■ PROBLEM TO WORK ON:
Rewrite the records below with "Draw the outline" replaced by "Trace the boundary" at every occurrence, leaving everything else unchanged.

■ SOURCE MATERIAL:
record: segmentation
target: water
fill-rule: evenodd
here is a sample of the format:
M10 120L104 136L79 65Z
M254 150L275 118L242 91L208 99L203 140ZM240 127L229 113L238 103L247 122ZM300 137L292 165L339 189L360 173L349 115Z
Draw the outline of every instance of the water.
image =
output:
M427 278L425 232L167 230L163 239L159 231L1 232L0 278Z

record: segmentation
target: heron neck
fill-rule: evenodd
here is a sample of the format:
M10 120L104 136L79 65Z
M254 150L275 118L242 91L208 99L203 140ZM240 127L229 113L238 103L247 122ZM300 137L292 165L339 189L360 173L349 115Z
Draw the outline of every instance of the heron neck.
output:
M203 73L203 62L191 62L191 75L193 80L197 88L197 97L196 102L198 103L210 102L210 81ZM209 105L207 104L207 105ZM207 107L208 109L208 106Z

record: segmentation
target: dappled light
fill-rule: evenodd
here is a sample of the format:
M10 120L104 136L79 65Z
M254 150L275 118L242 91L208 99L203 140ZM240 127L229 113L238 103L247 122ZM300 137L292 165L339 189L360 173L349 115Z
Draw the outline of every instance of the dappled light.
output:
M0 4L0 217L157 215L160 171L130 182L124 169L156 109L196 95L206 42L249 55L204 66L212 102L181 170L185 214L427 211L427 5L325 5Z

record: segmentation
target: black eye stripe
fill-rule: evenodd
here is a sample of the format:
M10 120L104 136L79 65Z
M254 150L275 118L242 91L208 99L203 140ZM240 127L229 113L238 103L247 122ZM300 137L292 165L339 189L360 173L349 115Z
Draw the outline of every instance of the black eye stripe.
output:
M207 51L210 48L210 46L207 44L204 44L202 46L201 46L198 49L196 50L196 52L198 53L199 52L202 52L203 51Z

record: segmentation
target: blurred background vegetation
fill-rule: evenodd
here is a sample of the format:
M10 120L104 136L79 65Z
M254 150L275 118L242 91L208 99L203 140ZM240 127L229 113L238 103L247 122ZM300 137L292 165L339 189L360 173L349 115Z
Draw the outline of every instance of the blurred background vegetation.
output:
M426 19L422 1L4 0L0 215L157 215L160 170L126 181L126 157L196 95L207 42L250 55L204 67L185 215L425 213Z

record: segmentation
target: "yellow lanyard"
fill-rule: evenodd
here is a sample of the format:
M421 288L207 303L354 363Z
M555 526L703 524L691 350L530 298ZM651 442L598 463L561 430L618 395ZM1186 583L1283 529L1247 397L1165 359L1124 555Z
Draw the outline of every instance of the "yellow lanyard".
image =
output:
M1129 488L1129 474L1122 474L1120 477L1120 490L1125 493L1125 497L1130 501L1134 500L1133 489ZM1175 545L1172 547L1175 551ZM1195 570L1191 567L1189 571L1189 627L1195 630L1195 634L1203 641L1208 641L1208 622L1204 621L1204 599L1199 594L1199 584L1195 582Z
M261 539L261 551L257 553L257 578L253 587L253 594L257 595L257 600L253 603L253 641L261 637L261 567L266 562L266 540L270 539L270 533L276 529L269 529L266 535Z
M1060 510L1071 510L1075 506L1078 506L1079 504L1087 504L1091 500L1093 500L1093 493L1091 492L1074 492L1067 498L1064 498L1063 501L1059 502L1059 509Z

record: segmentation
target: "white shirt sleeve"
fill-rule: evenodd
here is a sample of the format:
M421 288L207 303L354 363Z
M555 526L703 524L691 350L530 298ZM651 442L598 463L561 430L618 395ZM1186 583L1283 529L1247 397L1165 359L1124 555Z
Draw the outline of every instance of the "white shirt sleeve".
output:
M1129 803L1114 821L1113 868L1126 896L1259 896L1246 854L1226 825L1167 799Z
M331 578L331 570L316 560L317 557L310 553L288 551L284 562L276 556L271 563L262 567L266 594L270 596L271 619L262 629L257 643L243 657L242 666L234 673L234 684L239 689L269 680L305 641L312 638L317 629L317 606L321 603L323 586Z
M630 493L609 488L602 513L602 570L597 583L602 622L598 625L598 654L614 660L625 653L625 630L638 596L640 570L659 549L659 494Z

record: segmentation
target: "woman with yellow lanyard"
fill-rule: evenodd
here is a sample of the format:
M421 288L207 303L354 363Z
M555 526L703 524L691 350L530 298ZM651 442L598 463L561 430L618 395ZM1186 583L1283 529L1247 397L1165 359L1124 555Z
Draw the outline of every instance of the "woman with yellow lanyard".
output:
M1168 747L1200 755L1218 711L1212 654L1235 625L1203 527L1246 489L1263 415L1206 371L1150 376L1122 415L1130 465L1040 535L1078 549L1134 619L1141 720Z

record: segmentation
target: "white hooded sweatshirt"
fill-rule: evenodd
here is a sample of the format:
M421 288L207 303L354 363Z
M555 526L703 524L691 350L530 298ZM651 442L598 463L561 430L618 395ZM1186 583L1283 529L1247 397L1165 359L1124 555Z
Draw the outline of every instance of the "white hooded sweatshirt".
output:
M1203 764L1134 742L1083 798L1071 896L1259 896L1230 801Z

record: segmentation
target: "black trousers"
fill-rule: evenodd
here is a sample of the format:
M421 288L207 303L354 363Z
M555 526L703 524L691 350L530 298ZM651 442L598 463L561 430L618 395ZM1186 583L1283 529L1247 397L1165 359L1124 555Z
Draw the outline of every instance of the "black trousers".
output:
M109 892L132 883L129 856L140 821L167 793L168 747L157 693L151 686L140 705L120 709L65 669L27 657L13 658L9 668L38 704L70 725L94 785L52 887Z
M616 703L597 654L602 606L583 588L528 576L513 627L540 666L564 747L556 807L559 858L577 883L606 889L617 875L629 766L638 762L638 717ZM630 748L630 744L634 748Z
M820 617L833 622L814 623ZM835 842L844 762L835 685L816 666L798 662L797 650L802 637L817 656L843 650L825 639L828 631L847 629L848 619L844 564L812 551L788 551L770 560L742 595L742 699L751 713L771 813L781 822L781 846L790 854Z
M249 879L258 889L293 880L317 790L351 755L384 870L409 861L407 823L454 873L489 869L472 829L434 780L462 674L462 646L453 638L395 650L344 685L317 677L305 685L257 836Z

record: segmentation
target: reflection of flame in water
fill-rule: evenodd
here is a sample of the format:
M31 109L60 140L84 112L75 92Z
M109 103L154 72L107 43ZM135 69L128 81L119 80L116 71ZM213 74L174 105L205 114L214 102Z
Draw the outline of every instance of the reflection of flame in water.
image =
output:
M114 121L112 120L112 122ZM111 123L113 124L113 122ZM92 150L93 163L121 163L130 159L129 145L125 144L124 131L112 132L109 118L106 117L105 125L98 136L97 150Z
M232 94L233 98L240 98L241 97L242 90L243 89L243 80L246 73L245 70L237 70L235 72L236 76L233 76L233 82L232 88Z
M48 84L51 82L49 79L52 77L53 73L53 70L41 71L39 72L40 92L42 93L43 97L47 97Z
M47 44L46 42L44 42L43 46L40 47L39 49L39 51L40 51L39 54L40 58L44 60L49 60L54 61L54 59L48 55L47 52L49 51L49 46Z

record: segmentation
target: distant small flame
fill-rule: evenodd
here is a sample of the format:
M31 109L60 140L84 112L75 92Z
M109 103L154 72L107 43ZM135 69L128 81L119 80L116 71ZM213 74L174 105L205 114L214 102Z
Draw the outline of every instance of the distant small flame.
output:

■ TASK RESULT:
record: segmentation
target: water
fill-rule: evenodd
here is a sample of the format:
M10 120L104 136L79 65Z
M254 150L275 118L242 91L208 99L203 140ZM240 127L229 113L238 103L247 122ZM300 137L292 165L339 189L360 173L349 115Z
Trace the boundary of every instance of the water.
image =
output:
M427 278L425 232L167 230L163 239L159 231L1 232L0 278Z

record: segmentation
target: heron neck
fill-rule: evenodd
here is a sample of the format:
M10 120L104 136L79 65Z
M254 150L275 118L242 91L208 99L203 140ZM240 127L229 113L238 103L247 122ZM300 137L292 165L339 189L360 173L349 115Z
Trace the boundary of every instance of the heron neck.
output:
M203 73L203 62L191 62L191 75L193 80L197 88L197 97L196 102L198 103L210 102L210 81ZM209 105L207 104L207 105ZM207 107L208 109L208 106Z

record: segmentation
target: dappled light
fill-rule: evenodd
here is a sample of the format:
M10 120L104 136L79 65Z
M254 150L275 118L242 91L208 99L203 140ZM240 127L229 113L238 103L247 122ZM300 137L292 165L339 189L360 173L349 115Z
Trace the boundary of every instance of the dappled light.
output:
M0 4L0 217L157 215L160 171L130 182L124 169L156 109L196 95L206 42L249 55L204 66L212 102L181 170L185 214L427 211L427 5L325 5Z

record: segmentation
target: black eye stripe
fill-rule: evenodd
here is a sample of the format:
M10 120L104 136L79 65Z
M254 150L275 118L242 91L208 99L203 140ZM240 127L229 113L238 103L247 122ZM300 137L292 165L339 189L360 173L349 115Z
Trace the boundary of every instance of the black eye stripe.
output:
M207 51L210 48L210 46L207 44L204 44L202 46L201 46L198 49L196 50L196 52L198 53L199 52L202 52L203 51Z

record: segmentation
target: blurred background vegetation
fill-rule: evenodd
here is a sample of the format:
M10 120L104 136L79 65Z
M254 150L275 118L242 91L208 99L203 140ZM240 127L229 113L238 103L247 122ZM300 137L292 165L339 189L360 173L349 115Z
Trace the boundary of every instance of the blurred background vegetation.
output:
M426 19L422 1L4 0L0 215L157 215L160 170L126 181L126 157L196 95L207 42L250 55L204 67L185 215L425 213Z

record: segmentation
target: "yellow lanyard"
fill-rule: evenodd
here is a sample of the format:
M421 288L207 303L354 363Z
M555 526L703 524L691 350L530 298ZM651 442L598 463L561 430L618 395ZM1186 583L1283 529L1247 397L1165 359L1124 555Z
Trace the boundary of every instance of the "yellow lanyard".
image =
output:
M1129 488L1129 474L1122 474L1120 477L1120 490L1125 493L1125 497L1130 501L1134 500L1133 489ZM1175 545L1172 547L1175 551ZM1195 570L1191 567L1189 571L1189 627L1195 630L1195 634L1203 641L1208 641L1208 622L1204 621L1204 599L1199 594L1199 584L1195 582Z
M261 539L261 551L257 553L257 578L253 587L253 594L257 595L257 600L253 603L253 641L261 637L261 567L266 562L266 540L270 539L270 533L276 529L269 529L266 535Z
M1060 510L1071 510L1075 506L1078 506L1079 504L1087 504L1091 500L1093 500L1093 493L1091 492L1074 492L1067 498L1064 498L1063 501L1059 502L1059 509Z

record: segmentation
target: "white shirt sleeve"
fill-rule: evenodd
here is a sample of the format:
M421 288L207 303L354 363Z
M555 526L703 524L691 350L530 298ZM651 442L598 463L561 430L618 395ZM1186 583L1283 529L1247 397L1165 359L1124 555Z
Trace the boundary of every instance of the "white shirt sleeve".
output:
M1129 803L1114 821L1113 868L1126 896L1259 896L1246 854L1226 825L1167 799Z
M331 578L331 570L316 560L317 557L310 553L288 551L284 562L276 556L271 563L262 567L266 594L270 596L271 619L262 629L257 643L243 657L242 666L234 673L234 684L239 689L269 680L305 641L312 638L317 629L317 606L321 603L323 586Z
M630 493L609 488L602 513L602 570L597 583L602 622L598 625L598 654L614 660L625 653L625 630L638 596L640 570L659 549L659 494Z

record: segmentation
target: "woman with yellow lanyard"
fill-rule: evenodd
here is a sample of the format:
M421 288L207 303L354 363Z
M555 526L703 524L691 350L530 298ZM651 442L598 463L561 430L618 395ZM1186 583L1283 529L1247 397L1165 359L1124 555Z
Trace the boundary of every instance of the "woman with yellow lanyard".
output:
M1168 747L1200 755L1218 711L1212 654L1235 625L1203 527L1246 489L1263 415L1206 371L1150 376L1122 415L1130 465L1040 535L1078 549L1134 619L1141 720Z

record: segmentation
target: "white hooded sweatshirt"
fill-rule: evenodd
here is a sample of the format:
M421 288L207 303L354 363Z
M555 526L703 524L691 350L530 298ZM651 442L598 463L561 430L618 395ZM1186 583L1283 529L1247 397L1165 359L1124 555Z
Trace the boundary of every instance of the "white hooded sweatshirt".
output:
M1203 764L1134 742L1083 798L1071 896L1259 896L1230 801Z

record: segmentation
target: "black trousers"
fill-rule: evenodd
here is a sample of the format:
M421 288L207 303L354 363Z
M555 526L703 524L691 350L530 298ZM651 442L598 463L561 430L618 395ZM1186 583L1283 529L1247 397L1165 359L1124 555Z
Trace the boundary of every instance of the "black trousers".
output:
M109 892L132 883L129 856L140 821L167 793L168 747L157 693L151 686L140 705L120 709L65 669L27 657L13 658L9 668L38 704L70 725L94 785L52 887Z
M616 703L597 654L602 606L583 588L528 576L513 627L540 666L564 747L556 807L559 858L577 883L606 889L617 875L629 766L638 762L638 717ZM630 748L630 744L634 748Z
M820 617L833 622L814 623ZM835 842L844 762L835 685L816 666L798 662L797 650L802 637L817 656L843 650L825 639L828 631L847 629L848 619L844 564L812 551L788 551L770 560L742 595L742 699L751 713L771 813L781 822L781 846L790 854Z
M249 879L258 889L293 880L317 790L351 755L384 870L409 861L407 823L454 873L489 869L472 829L434 780L462 674L462 646L453 638L395 650L344 685L317 677L305 685L257 836Z

record: segmentation
target: reflection of flame in water
fill-rule: evenodd
here is a sample of the format:
M31 109L60 140L84 112L75 92Z
M109 103L154 72L107 43ZM135 69L128 81L119 80L116 71ZM213 74L174 105L205 114L214 102Z
Trace the boundary of every instance of the reflection of flame in water.
image =
output:
M114 121L112 120L112 122ZM111 123L113 124L113 122ZM92 150L93 163L121 163L130 159L129 145L125 144L124 131L112 132L109 118L106 117L105 125L98 136L97 150Z
M232 94L233 98L240 98L241 97L242 90L243 89L243 80L246 73L245 70L237 70L235 72L236 76L233 76L233 82L232 88Z
M48 84L51 82L49 79L52 77L53 73L53 70L41 71L39 72L40 92L42 93L43 97L47 97Z
M47 44L46 42L44 42L43 46L40 47L39 49L39 51L40 51L39 54L40 58L44 60L49 60L54 61L54 59L48 55L47 52L49 51L49 46Z

record: segmentation
target: distant small flame
fill-rule: evenodd
here is a sample of the format:
M31 109L60 140L84 112L75 92Z
M109 103L154 72L107 43ZM135 69L128 81L119 80L116 71ZM213 74L174 105L205 114L214 102Z
Trace the boundary of every instance of the distant small flame.
output:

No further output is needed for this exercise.